Rewrite the stretch from the line containing "Field-scouting task: mark every instance of the woman's hand" through the last line, replacing "plant or object" with "item" and changing nothing else. Omit the pictures from your answer.

** BEGIN Extracted records **

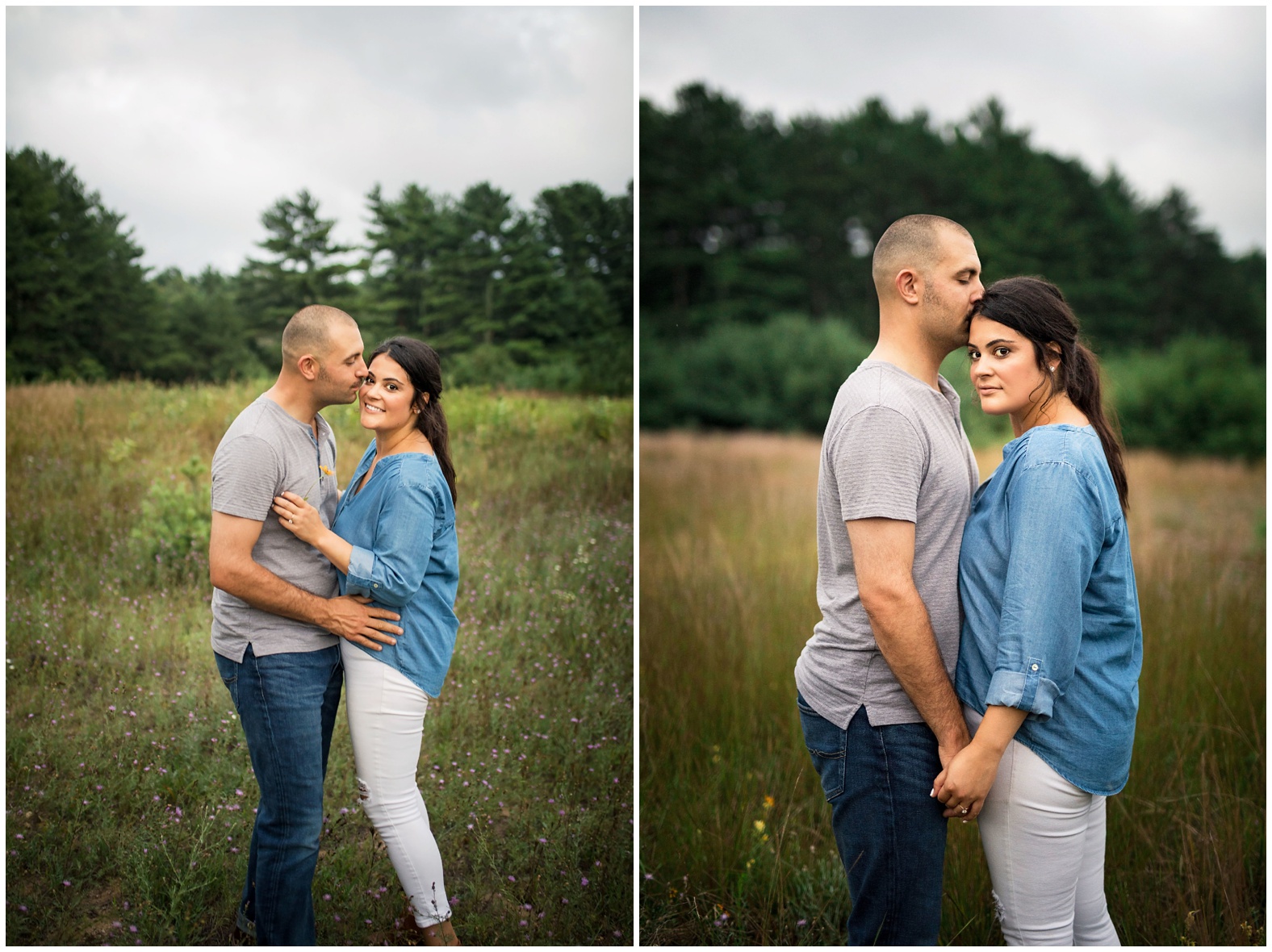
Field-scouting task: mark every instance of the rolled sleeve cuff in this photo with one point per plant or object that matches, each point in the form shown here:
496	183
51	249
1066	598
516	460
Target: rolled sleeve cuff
362	563
1031	693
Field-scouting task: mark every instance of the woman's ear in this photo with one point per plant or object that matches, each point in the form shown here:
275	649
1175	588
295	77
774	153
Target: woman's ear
1053	355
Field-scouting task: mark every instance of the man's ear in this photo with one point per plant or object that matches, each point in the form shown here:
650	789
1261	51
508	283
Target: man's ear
308	368
910	285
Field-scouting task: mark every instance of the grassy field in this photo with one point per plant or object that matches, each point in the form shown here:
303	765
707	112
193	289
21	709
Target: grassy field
735	839
128	788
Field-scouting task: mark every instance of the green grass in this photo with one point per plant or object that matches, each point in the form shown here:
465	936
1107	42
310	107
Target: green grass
728	599
128	788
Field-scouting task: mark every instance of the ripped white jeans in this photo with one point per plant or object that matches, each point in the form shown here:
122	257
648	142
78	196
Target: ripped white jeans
386	720
1044	839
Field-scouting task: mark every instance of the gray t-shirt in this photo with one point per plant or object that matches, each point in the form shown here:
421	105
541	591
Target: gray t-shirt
265	452
894	449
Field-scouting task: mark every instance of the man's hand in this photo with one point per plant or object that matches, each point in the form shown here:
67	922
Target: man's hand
354	618
965	781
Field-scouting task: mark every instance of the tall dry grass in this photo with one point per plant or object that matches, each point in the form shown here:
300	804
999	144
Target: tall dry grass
128	783
735	841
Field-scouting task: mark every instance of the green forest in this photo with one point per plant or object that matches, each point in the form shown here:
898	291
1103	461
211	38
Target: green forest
755	293
534	298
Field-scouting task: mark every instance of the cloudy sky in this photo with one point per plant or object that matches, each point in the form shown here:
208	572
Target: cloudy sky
1170	95
191	121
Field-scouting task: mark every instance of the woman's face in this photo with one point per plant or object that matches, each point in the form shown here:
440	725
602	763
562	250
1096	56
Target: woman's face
387	397
1004	369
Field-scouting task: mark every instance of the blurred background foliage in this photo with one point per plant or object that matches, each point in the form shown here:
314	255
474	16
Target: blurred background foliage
755	290
534	298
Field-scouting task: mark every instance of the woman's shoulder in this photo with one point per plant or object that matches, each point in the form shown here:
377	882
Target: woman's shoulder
1068	453
1059	443
419	470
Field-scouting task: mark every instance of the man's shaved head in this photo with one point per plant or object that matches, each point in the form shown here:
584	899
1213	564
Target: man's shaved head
912	242
311	332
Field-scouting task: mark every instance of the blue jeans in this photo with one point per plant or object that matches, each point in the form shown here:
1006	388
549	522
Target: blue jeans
287	704
889	832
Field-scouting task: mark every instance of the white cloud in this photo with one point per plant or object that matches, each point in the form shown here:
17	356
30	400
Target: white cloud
191	121
1170	95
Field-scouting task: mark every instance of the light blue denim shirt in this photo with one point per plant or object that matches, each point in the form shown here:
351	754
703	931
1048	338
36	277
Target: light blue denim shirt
406	558
1051	613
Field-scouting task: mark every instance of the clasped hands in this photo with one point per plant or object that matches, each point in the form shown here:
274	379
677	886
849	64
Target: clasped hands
965	781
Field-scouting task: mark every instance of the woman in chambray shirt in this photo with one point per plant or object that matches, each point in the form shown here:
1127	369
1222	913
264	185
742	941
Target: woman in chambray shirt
1051	645
393	541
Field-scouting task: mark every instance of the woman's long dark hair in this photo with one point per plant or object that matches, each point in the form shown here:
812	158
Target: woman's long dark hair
1037	309
423	366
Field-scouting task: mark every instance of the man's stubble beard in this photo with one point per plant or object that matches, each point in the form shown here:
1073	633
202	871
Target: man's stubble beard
940	332
329	392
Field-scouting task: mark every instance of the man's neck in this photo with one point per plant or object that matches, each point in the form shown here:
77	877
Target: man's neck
916	357
295	399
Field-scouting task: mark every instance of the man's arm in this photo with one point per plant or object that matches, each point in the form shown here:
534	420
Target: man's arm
883	554
233	570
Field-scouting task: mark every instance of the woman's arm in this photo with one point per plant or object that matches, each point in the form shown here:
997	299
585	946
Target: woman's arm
303	521
965	782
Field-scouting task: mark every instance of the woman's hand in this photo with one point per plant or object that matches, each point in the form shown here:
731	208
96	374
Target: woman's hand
299	517
964	784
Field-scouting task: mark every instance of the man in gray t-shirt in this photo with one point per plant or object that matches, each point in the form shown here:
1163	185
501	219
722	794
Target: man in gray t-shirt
876	680
276	612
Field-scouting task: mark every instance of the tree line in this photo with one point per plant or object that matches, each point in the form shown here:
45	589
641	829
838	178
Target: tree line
757	236
538	298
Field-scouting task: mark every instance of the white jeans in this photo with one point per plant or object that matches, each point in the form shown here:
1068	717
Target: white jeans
386	721
1044	839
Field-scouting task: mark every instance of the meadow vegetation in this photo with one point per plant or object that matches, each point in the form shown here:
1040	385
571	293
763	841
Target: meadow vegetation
735	837
128	788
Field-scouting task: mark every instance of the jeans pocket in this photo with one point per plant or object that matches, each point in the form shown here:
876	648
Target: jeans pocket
827	746
228	670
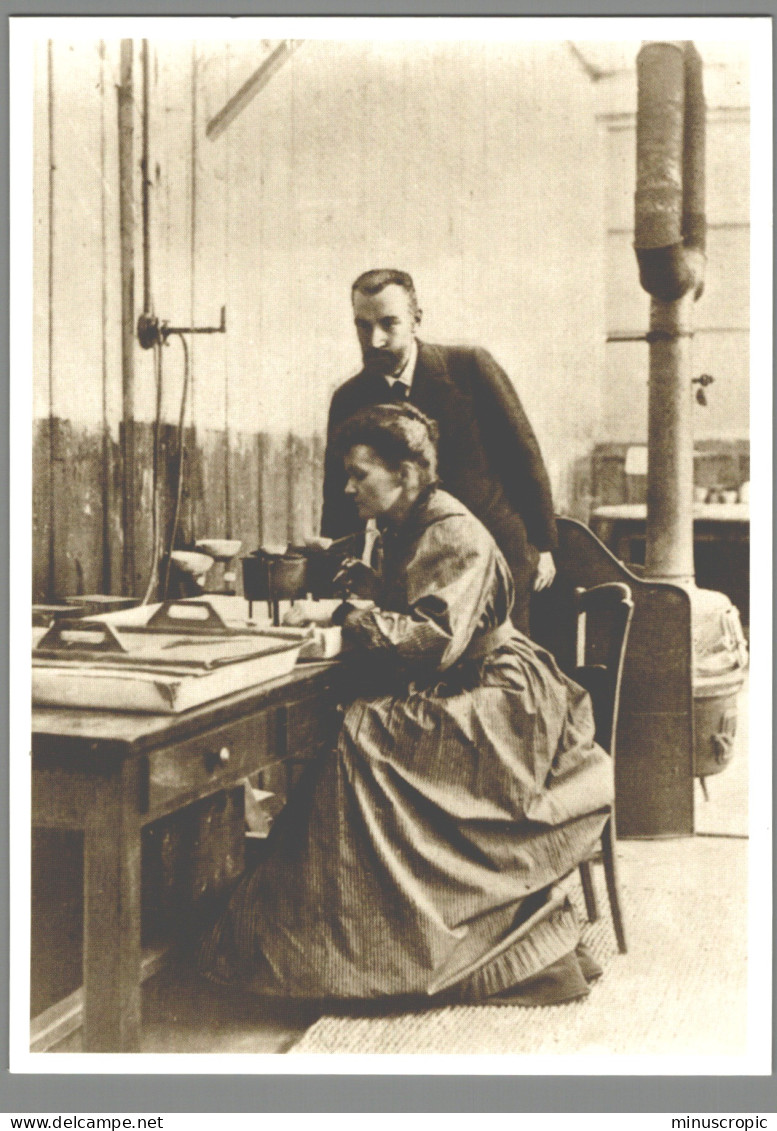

** END Extracted records **

=== Result of this exercise ===
Field-scouting task: mark every instance of the woman's hand in this photo with one point per item that matches, each point in the form shown here:
731	208
96	374
Target: woman's hand
299	517
964	784
Field-scouting task: mark every instance of the man in gray t-shirt in this photo with one point per item that matches, each point in the form shown here:
1163	185
501	219
722	794
Target: man in gray t-shirt
876	680
276	612
Field-scouting task: mark every instance of the tree line in this photo with one point per item that matches, each point in the form shown here:
45	589
641	829
838	178
Target: tree line
757	236
538	298
Field-scouting task: mark every instance of the white jeans in this photo with one point per item that matches, each point in the form shown here:
1068	717
Target: white jeans
386	721
1044	839
Field-scouting task: mark every instance of the meadow vegetation in this photo with one point per item that matches, each point in the form shown here:
1040	385
571	293
763	841
Target: meadow vegetation
735	837
128	788
Field-scouting task: mark every instance of the jeans pocket in this photo with one point per item that matches, each point in the form shown here:
876	648
Target: jeans pocket
827	746
228	670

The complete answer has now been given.